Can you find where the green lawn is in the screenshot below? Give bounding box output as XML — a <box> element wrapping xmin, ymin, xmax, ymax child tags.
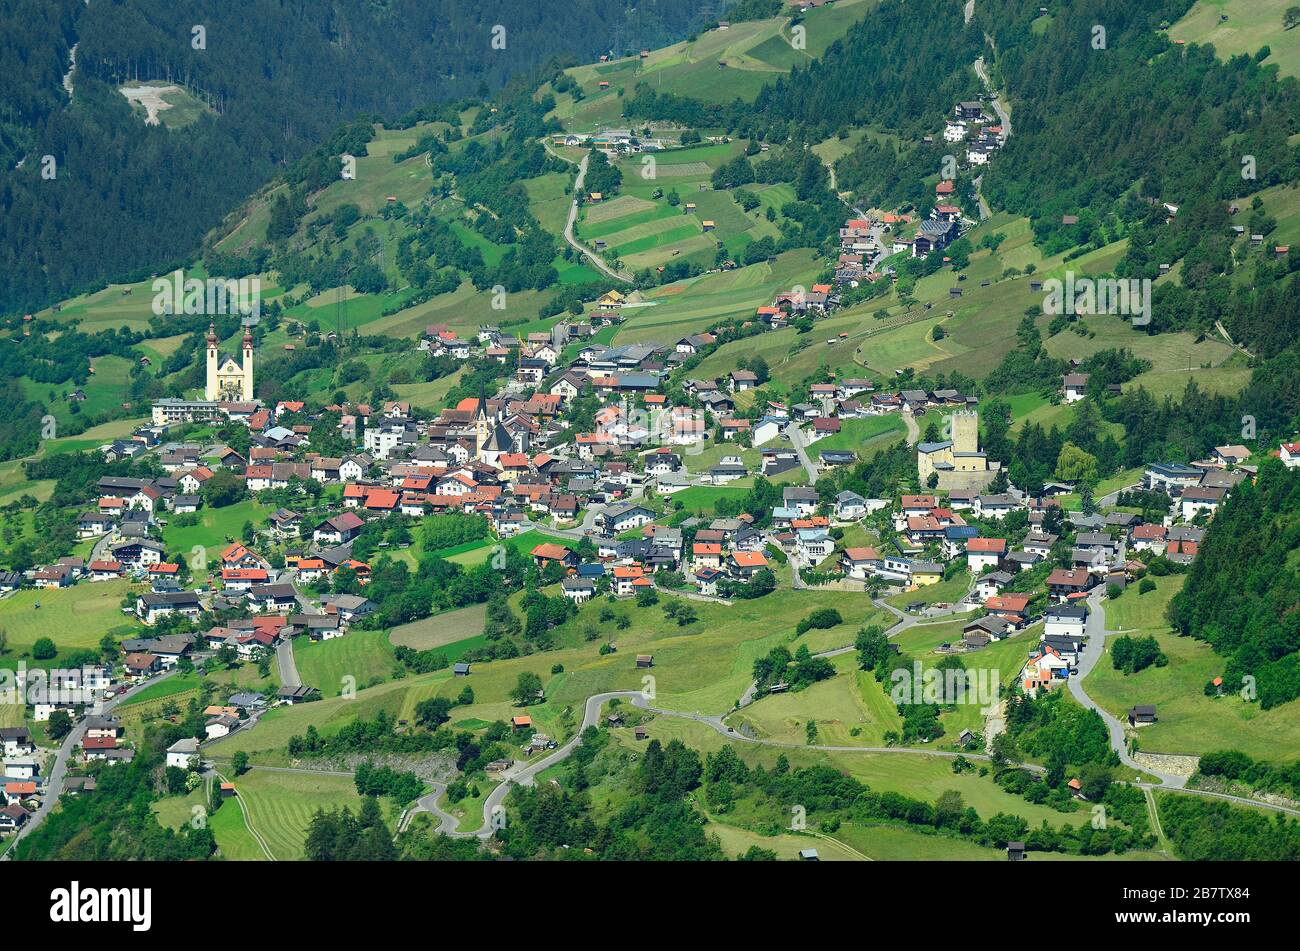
<box><xmin>162</xmin><ymin>499</ymin><xmax>272</xmax><ymax>579</ymax></box>
<box><xmin>0</xmin><ymin>581</ymin><xmax>139</xmax><ymax>662</ymax></box>
<box><xmin>227</xmin><ymin>768</ymin><xmax>368</xmax><ymax>861</ymax></box>
<box><xmin>666</xmin><ymin>485</ymin><xmax>750</xmax><ymax>515</ymax></box>
<box><xmin>812</xmin><ymin>415</ymin><xmax>907</xmax><ymax>458</ymax></box>
<box><xmin>293</xmin><ymin>629</ymin><xmax>398</xmax><ymax>698</ymax></box>
<box><xmin>1087</xmin><ymin>576</ymin><xmax>1300</xmax><ymax>758</ymax></box>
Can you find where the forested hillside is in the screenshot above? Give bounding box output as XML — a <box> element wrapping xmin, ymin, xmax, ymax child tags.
<box><xmin>979</xmin><ymin>0</ymin><xmax>1300</xmax><ymax>346</ymax></box>
<box><xmin>1169</xmin><ymin>459</ymin><xmax>1300</xmax><ymax>710</ymax></box>
<box><xmin>0</xmin><ymin>0</ymin><xmax>721</xmax><ymax>314</ymax></box>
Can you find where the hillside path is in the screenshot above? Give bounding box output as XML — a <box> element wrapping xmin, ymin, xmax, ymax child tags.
<box><xmin>542</xmin><ymin>141</ymin><xmax>634</xmax><ymax>284</ymax></box>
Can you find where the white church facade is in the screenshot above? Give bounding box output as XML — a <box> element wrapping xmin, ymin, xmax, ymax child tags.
<box><xmin>205</xmin><ymin>323</ymin><xmax>255</xmax><ymax>402</ymax></box>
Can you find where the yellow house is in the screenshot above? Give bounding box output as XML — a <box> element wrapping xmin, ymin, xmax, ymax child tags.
<box><xmin>910</xmin><ymin>562</ymin><xmax>943</xmax><ymax>588</ymax></box>
<box><xmin>597</xmin><ymin>290</ymin><xmax>625</xmax><ymax>311</ymax></box>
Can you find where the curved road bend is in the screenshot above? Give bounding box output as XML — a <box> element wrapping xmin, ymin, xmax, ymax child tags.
<box><xmin>1067</xmin><ymin>590</ymin><xmax>1187</xmax><ymax>787</ymax></box>
<box><xmin>542</xmin><ymin>142</ymin><xmax>633</xmax><ymax>284</ymax></box>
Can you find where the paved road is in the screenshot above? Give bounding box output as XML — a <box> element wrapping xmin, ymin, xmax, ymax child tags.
<box><xmin>276</xmin><ymin>638</ymin><xmax>300</xmax><ymax>688</ymax></box>
<box><xmin>973</xmin><ymin>55</ymin><xmax>1011</xmax><ymax>141</ymax></box>
<box><xmin>398</xmin><ymin>784</ymin><xmax>457</xmax><ymax>834</ymax></box>
<box><xmin>461</xmin><ymin>690</ymin><xmax>644</xmax><ymax>837</ymax></box>
<box><xmin>547</xmin><ymin>146</ymin><xmax>633</xmax><ymax>285</ymax></box>
<box><xmin>971</xmin><ymin>51</ymin><xmax>1010</xmax><ymax>221</ymax></box>
<box><xmin>786</xmin><ymin>424</ymin><xmax>820</xmax><ymax>482</ymax></box>
<box><xmin>1068</xmin><ymin>590</ymin><xmax>1187</xmax><ymax>787</ymax></box>
<box><xmin>4</xmin><ymin>668</ymin><xmax>181</xmax><ymax>858</ymax></box>
<box><xmin>1098</xmin><ymin>482</ymin><xmax>1140</xmax><ymax>509</ymax></box>
<box><xmin>446</xmin><ymin>686</ymin><xmax>1023</xmax><ymax>839</ymax></box>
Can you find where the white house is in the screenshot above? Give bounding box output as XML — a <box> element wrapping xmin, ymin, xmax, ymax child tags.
<box><xmin>752</xmin><ymin>417</ymin><xmax>783</xmax><ymax>446</ymax></box>
<box><xmin>966</xmin><ymin>538</ymin><xmax>1007</xmax><ymax>573</ymax></box>
<box><xmin>1044</xmin><ymin>604</ymin><xmax>1088</xmax><ymax>640</ymax></box>
<box><xmin>834</xmin><ymin>491</ymin><xmax>867</xmax><ymax>520</ymax></box>
<box><xmin>165</xmin><ymin>738</ymin><xmax>199</xmax><ymax>770</ymax></box>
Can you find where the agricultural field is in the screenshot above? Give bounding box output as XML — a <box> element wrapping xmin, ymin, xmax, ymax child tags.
<box><xmin>615</xmin><ymin>249</ymin><xmax>822</xmax><ymax>345</ymax></box>
<box><xmin>0</xmin><ymin>581</ymin><xmax>139</xmax><ymax>666</ymax></box>
<box><xmin>1169</xmin><ymin>0</ymin><xmax>1300</xmax><ymax>78</ymax></box>
<box><xmin>571</xmin><ymin>141</ymin><xmax>756</xmax><ymax>274</ymax></box>
<box><xmin>293</xmin><ymin>629</ymin><xmax>398</xmax><ymax>699</ymax></box>
<box><xmin>1087</xmin><ymin>576</ymin><xmax>1300</xmax><ymax>759</ymax></box>
<box><xmin>388</xmin><ymin>603</ymin><xmax>487</xmax><ymax>650</ymax></box>
<box><xmin>221</xmin><ymin>768</ymin><xmax>369</xmax><ymax>861</ymax></box>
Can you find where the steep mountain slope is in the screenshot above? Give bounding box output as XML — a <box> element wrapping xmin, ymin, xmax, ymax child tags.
<box><xmin>0</xmin><ymin>0</ymin><xmax>723</xmax><ymax>315</ymax></box>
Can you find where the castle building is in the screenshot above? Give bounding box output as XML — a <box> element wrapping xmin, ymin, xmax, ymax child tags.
<box><xmin>917</xmin><ymin>409</ymin><xmax>999</xmax><ymax>492</ymax></box>
<box><xmin>205</xmin><ymin>322</ymin><xmax>254</xmax><ymax>402</ymax></box>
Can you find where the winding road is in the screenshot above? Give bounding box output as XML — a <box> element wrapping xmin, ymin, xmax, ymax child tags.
<box><xmin>1067</xmin><ymin>590</ymin><xmax>1186</xmax><ymax>787</ymax></box>
<box><xmin>543</xmin><ymin>142</ymin><xmax>634</xmax><ymax>284</ymax></box>
<box><xmin>4</xmin><ymin>667</ymin><xmax>181</xmax><ymax>857</ymax></box>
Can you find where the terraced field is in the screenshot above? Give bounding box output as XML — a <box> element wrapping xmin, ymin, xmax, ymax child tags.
----------------
### Problem details:
An exact copy of all the entries above is required, with every picture left out.

### Solution to the problem:
Can you find where the green lawn is in the screenshot below? Give bounding box output as XML — a <box> element wrapping xmin, ymin, xmax, ymax child tags.
<box><xmin>162</xmin><ymin>499</ymin><xmax>272</xmax><ymax>579</ymax></box>
<box><xmin>0</xmin><ymin>581</ymin><xmax>139</xmax><ymax>662</ymax></box>
<box><xmin>227</xmin><ymin>768</ymin><xmax>368</xmax><ymax>861</ymax></box>
<box><xmin>666</xmin><ymin>485</ymin><xmax>750</xmax><ymax>515</ymax></box>
<box><xmin>812</xmin><ymin>415</ymin><xmax>907</xmax><ymax>458</ymax></box>
<box><xmin>293</xmin><ymin>629</ymin><xmax>398</xmax><ymax>698</ymax></box>
<box><xmin>1087</xmin><ymin>576</ymin><xmax>1300</xmax><ymax>758</ymax></box>
Can you find where the forested hillside is in the screenshot above? Give bounding box output as XML — a <box> element wrapping xmin, ymin, xmax, ymax child tags.
<box><xmin>979</xmin><ymin>0</ymin><xmax>1300</xmax><ymax>346</ymax></box>
<box><xmin>1169</xmin><ymin>459</ymin><xmax>1300</xmax><ymax>710</ymax></box>
<box><xmin>0</xmin><ymin>0</ymin><xmax>721</xmax><ymax>314</ymax></box>
Can you find where the hillside path is in the screenshot above? Give bounding box output as XML — a <box> element wrapping xmin, ymin, xmax, ymax child tags.
<box><xmin>542</xmin><ymin>141</ymin><xmax>634</xmax><ymax>284</ymax></box>
Can you find where the white church facade is in the screenshot above? Give bounding box output as XML — a <box> element wrapping xmin, ymin, xmax, ymax child tags.
<box><xmin>205</xmin><ymin>323</ymin><xmax>255</xmax><ymax>402</ymax></box>
Can you find where the yellow house is in the screenshot above? Give bounding box output as XML — a <box> element wrapping xmin, ymin, xmax, ymax child tags.
<box><xmin>910</xmin><ymin>562</ymin><xmax>943</xmax><ymax>588</ymax></box>
<box><xmin>597</xmin><ymin>290</ymin><xmax>625</xmax><ymax>311</ymax></box>
Can you find where the curved road bend is in the screenshot above? Give bounding box output as XML — a <box> element wrapping xmin, ymin, xmax, ymax child tags.
<box><xmin>1067</xmin><ymin>590</ymin><xmax>1187</xmax><ymax>787</ymax></box>
<box><xmin>542</xmin><ymin>142</ymin><xmax>633</xmax><ymax>284</ymax></box>
Can you find where the paved road is in the screenshot above? Give bounding box output as XML — a <box> element wrapping xmin, ymin, xmax, ymax child tags.
<box><xmin>276</xmin><ymin>638</ymin><xmax>300</xmax><ymax>688</ymax></box>
<box><xmin>973</xmin><ymin>55</ymin><xmax>1011</xmax><ymax>141</ymax></box>
<box><xmin>398</xmin><ymin>784</ymin><xmax>457</xmax><ymax>834</ymax></box>
<box><xmin>461</xmin><ymin>690</ymin><xmax>644</xmax><ymax>837</ymax></box>
<box><xmin>547</xmin><ymin>146</ymin><xmax>633</xmax><ymax>285</ymax></box>
<box><xmin>971</xmin><ymin>51</ymin><xmax>1010</xmax><ymax>221</ymax></box>
<box><xmin>786</xmin><ymin>424</ymin><xmax>820</xmax><ymax>482</ymax></box>
<box><xmin>1068</xmin><ymin>590</ymin><xmax>1187</xmax><ymax>787</ymax></box>
<box><xmin>4</xmin><ymin>668</ymin><xmax>181</xmax><ymax>858</ymax></box>
<box><xmin>1098</xmin><ymin>482</ymin><xmax>1140</xmax><ymax>509</ymax></box>
<box><xmin>446</xmin><ymin>686</ymin><xmax>1023</xmax><ymax>839</ymax></box>
Can you find where the white house is in the screenshot above? Give bounding box output as XML — a <box> element wrapping xmin, ymin, xmax, ymax child tags.
<box><xmin>752</xmin><ymin>417</ymin><xmax>783</xmax><ymax>446</ymax></box>
<box><xmin>966</xmin><ymin>538</ymin><xmax>1007</xmax><ymax>573</ymax></box>
<box><xmin>1044</xmin><ymin>604</ymin><xmax>1088</xmax><ymax>640</ymax></box>
<box><xmin>834</xmin><ymin>491</ymin><xmax>867</xmax><ymax>520</ymax></box>
<box><xmin>165</xmin><ymin>738</ymin><xmax>199</xmax><ymax>770</ymax></box>
Can you find where the agricultural field is in the screenshot above? Give bounding box output as XML — a <box> element wrapping xmin, ymin, xmax, ymax child tags.
<box><xmin>615</xmin><ymin>249</ymin><xmax>822</xmax><ymax>345</ymax></box>
<box><xmin>0</xmin><ymin>581</ymin><xmax>139</xmax><ymax>666</ymax></box>
<box><xmin>1169</xmin><ymin>0</ymin><xmax>1300</xmax><ymax>78</ymax></box>
<box><xmin>571</xmin><ymin>141</ymin><xmax>756</xmax><ymax>274</ymax></box>
<box><xmin>293</xmin><ymin>629</ymin><xmax>398</xmax><ymax>699</ymax></box>
<box><xmin>1087</xmin><ymin>576</ymin><xmax>1300</xmax><ymax>759</ymax></box>
<box><xmin>388</xmin><ymin>603</ymin><xmax>487</xmax><ymax>650</ymax></box>
<box><xmin>221</xmin><ymin>768</ymin><xmax>369</xmax><ymax>861</ymax></box>
Can you find where the steep mountain slope is in the screenshot above? Give bounding box output as XML — a <box> element wrapping xmin, ymin, xmax, ymax child tags.
<box><xmin>0</xmin><ymin>0</ymin><xmax>723</xmax><ymax>315</ymax></box>
Can you find where the castle building is in the screenshot above? Give bounding box output as XML — a <box> element wrapping xmin, ymin, xmax, ymax child tags.
<box><xmin>917</xmin><ymin>409</ymin><xmax>999</xmax><ymax>492</ymax></box>
<box><xmin>205</xmin><ymin>322</ymin><xmax>254</xmax><ymax>402</ymax></box>
Can you find where the winding road is in the screenshot above? Give bounding box output as XML — a <box> element wrapping xmin, ymin, xmax, ymax child tags.
<box><xmin>1067</xmin><ymin>590</ymin><xmax>1186</xmax><ymax>787</ymax></box>
<box><xmin>543</xmin><ymin>142</ymin><xmax>634</xmax><ymax>284</ymax></box>
<box><xmin>4</xmin><ymin>667</ymin><xmax>181</xmax><ymax>857</ymax></box>
Can you find where the terraced field is in the screenshot above? Give bounding box output as XML — a <box> element wrapping xmin, ymin, xmax, ymax child tags.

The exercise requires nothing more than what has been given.